Exercise prompt » List all lines of the data containing the word "fishing".
★ ★ ★ ★ ★
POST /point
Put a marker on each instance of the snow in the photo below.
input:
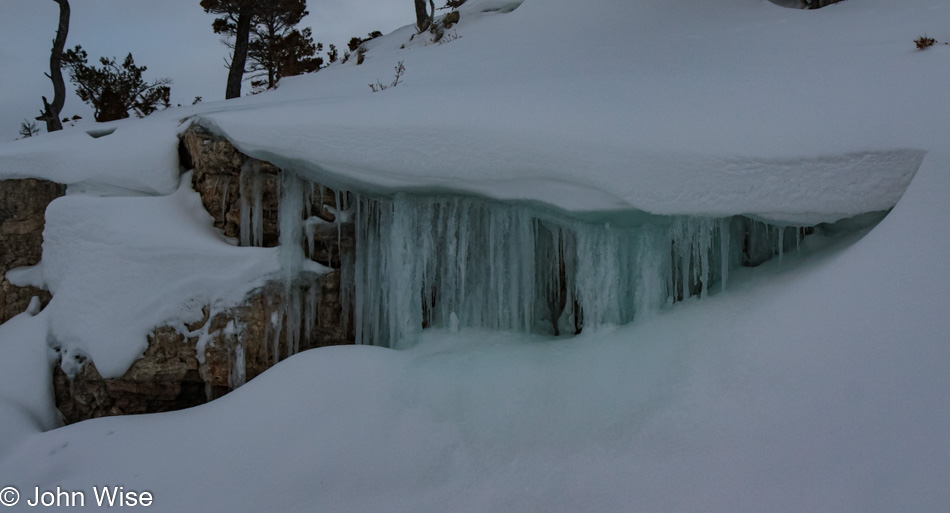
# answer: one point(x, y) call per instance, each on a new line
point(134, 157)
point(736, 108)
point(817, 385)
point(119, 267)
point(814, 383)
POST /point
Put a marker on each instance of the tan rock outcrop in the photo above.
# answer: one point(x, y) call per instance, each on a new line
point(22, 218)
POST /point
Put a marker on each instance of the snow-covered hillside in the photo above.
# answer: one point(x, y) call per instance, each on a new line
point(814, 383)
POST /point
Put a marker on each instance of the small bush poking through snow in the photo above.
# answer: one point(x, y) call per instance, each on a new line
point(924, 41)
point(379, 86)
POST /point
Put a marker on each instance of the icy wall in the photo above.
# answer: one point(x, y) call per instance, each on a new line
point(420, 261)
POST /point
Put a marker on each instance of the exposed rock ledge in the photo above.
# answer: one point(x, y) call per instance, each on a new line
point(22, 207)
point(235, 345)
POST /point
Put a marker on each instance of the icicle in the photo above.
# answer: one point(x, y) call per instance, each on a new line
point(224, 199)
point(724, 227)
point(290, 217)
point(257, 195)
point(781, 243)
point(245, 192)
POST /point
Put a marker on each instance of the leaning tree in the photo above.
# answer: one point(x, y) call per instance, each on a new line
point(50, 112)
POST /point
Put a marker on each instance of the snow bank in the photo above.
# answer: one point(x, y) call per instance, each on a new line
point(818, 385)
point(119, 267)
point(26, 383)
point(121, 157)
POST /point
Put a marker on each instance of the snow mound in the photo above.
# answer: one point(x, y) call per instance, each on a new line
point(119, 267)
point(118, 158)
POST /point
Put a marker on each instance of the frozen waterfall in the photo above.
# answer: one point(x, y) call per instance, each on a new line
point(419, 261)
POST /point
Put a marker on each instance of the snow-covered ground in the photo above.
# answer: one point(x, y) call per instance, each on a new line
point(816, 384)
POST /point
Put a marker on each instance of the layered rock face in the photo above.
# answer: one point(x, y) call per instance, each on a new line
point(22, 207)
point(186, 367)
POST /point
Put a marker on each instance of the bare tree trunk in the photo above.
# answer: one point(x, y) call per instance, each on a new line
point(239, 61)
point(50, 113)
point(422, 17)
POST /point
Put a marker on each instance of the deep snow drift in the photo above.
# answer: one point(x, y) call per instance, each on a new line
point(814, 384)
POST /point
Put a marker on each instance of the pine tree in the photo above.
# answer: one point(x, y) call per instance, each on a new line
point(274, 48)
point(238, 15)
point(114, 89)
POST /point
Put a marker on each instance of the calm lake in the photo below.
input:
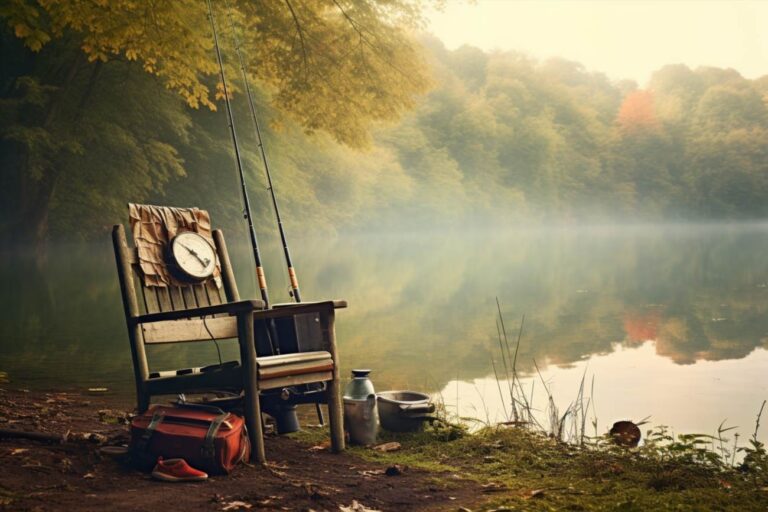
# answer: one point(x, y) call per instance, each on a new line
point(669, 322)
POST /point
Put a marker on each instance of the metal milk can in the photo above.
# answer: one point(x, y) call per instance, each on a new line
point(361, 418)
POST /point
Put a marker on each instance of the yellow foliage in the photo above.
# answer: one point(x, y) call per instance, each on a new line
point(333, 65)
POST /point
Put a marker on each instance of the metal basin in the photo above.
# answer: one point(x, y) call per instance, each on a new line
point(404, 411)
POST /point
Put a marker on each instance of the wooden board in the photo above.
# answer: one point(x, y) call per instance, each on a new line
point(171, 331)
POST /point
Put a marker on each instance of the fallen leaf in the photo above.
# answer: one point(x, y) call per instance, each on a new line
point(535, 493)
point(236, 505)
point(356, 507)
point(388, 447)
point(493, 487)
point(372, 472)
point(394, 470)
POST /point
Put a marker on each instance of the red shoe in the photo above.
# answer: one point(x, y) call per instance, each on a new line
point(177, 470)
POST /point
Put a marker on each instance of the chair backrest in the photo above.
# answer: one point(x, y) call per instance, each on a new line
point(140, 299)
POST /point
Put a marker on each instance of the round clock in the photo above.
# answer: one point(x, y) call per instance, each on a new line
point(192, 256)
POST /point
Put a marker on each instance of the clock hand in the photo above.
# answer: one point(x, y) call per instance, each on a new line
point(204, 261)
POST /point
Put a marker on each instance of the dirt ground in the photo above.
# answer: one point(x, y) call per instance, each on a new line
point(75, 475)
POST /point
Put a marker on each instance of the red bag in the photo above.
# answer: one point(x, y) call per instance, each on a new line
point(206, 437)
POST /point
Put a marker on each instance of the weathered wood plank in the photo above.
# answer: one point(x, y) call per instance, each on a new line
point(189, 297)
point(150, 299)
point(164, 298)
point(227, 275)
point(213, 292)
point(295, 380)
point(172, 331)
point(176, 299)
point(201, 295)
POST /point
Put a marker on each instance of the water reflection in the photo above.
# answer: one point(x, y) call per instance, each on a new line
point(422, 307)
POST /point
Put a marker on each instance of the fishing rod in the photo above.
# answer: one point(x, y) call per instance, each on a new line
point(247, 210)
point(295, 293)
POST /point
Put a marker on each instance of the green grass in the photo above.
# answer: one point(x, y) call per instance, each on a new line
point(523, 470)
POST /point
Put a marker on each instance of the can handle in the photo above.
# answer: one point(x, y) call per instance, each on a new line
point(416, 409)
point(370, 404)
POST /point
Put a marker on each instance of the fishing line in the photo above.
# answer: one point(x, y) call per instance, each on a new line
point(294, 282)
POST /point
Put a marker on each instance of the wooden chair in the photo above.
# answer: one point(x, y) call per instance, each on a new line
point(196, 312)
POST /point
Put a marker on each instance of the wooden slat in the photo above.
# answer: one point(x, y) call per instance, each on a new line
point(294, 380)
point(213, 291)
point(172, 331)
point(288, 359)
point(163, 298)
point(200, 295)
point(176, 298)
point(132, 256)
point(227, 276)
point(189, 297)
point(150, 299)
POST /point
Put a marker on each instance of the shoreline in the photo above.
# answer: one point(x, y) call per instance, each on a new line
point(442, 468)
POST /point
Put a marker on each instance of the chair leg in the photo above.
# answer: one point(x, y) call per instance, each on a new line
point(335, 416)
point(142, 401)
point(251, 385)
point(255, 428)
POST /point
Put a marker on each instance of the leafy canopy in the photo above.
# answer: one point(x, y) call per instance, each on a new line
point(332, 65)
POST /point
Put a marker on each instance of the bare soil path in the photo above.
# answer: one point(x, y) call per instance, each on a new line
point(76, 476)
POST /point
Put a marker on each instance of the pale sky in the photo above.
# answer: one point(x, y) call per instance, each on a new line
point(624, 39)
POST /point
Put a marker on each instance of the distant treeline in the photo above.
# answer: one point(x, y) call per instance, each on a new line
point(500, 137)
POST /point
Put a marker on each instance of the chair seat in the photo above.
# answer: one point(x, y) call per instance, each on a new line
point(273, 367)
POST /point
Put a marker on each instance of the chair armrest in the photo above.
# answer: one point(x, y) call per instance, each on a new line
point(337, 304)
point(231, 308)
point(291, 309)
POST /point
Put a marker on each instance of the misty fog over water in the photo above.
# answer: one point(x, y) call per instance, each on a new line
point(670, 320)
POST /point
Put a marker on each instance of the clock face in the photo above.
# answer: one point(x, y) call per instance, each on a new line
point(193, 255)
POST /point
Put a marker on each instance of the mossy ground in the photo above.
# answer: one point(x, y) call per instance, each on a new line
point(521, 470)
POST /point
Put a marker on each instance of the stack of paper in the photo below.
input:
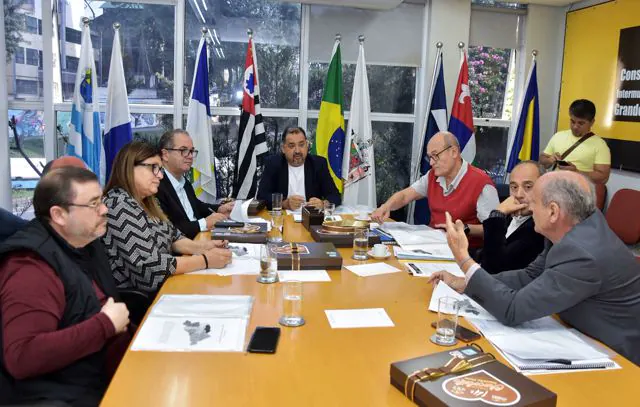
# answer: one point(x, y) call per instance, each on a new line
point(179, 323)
★ ★ ★ ★ ★
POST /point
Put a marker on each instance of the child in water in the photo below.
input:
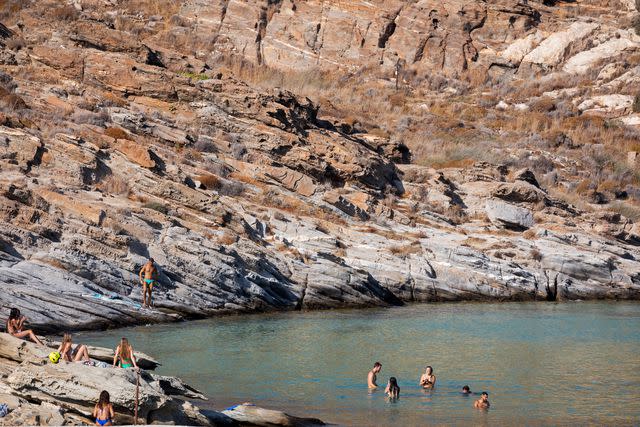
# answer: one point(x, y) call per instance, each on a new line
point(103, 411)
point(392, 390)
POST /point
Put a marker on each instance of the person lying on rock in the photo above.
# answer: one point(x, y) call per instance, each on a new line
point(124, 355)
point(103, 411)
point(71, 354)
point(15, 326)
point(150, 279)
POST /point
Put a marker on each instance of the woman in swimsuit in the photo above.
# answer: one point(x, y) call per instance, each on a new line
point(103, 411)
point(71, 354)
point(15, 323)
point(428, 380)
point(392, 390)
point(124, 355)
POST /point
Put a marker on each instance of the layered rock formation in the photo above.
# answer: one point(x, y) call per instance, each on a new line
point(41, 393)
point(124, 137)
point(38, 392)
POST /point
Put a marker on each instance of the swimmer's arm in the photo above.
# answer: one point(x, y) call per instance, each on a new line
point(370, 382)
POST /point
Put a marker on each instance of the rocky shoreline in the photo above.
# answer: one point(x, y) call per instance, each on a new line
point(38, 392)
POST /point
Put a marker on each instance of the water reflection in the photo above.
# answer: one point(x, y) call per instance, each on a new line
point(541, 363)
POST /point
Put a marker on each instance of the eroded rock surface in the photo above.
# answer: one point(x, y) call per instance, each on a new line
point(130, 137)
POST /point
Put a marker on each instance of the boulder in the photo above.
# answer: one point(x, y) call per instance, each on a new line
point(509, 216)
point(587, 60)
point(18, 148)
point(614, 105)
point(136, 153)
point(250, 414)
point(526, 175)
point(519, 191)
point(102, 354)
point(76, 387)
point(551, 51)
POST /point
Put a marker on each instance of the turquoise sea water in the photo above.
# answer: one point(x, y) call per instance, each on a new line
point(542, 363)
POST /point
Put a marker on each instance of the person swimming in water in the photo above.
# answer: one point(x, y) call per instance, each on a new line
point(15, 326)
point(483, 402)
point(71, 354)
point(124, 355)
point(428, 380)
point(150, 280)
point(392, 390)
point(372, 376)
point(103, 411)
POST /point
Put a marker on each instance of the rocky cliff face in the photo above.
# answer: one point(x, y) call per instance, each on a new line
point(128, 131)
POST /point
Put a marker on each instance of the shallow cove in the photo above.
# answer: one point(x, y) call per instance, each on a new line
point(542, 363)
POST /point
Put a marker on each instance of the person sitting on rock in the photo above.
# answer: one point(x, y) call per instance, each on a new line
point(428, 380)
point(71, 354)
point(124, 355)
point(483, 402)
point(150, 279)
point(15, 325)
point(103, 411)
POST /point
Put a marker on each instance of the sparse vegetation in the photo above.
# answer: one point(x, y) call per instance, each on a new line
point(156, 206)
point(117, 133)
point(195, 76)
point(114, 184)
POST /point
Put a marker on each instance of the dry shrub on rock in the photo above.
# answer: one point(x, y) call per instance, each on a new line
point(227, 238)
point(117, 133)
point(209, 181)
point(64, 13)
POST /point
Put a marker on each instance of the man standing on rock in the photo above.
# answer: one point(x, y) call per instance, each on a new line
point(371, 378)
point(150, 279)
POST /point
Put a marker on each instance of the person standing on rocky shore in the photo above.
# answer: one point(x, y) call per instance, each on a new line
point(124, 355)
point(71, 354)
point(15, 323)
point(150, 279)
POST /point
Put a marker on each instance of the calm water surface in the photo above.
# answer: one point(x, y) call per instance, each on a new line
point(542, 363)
★ ★ ★ ★ ★
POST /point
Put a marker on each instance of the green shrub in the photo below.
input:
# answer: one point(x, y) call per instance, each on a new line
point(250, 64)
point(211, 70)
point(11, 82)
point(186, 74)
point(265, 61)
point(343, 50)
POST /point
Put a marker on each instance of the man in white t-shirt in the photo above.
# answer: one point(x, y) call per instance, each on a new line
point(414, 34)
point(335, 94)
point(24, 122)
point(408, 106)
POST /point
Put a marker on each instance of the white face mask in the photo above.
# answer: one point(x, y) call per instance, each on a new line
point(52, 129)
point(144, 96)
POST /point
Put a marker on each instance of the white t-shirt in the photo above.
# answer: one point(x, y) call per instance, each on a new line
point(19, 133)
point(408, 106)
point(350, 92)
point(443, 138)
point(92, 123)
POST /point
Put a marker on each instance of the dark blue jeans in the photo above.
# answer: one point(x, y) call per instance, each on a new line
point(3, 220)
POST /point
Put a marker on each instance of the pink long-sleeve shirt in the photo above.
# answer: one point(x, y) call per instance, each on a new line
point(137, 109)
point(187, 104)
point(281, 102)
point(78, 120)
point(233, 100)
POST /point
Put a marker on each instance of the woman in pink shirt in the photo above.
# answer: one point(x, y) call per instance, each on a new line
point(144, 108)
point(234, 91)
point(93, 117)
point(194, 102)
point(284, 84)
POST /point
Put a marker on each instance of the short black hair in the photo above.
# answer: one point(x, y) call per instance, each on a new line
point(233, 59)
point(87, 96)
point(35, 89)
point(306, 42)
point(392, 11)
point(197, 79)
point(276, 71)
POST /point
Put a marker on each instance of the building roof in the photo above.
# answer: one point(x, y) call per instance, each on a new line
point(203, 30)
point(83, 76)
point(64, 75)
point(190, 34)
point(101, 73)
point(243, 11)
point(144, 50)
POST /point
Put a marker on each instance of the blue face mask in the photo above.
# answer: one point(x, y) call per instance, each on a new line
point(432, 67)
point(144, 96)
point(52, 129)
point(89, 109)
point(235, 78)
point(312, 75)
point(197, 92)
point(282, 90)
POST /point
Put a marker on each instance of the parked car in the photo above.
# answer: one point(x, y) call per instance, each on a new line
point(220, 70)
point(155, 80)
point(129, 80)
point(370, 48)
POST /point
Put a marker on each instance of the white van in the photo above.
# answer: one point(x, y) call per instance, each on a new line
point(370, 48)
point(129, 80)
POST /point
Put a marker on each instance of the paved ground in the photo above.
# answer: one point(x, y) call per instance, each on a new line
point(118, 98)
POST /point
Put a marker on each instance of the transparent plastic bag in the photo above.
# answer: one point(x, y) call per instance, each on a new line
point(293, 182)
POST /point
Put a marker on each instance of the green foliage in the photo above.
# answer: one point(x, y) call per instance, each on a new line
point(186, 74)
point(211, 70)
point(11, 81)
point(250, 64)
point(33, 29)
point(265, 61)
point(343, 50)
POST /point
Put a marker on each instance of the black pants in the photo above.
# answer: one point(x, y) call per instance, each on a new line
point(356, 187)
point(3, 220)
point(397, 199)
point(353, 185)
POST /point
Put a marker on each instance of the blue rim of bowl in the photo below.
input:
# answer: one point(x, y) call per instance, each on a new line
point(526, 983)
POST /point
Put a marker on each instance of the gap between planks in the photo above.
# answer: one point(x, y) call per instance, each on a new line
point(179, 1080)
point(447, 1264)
★ ★ ★ ★ ★
Output for this task »
Put a marker on each instance of the fishing rod in the photo above.
Put a marker on each instance of the fishing line in the photo above.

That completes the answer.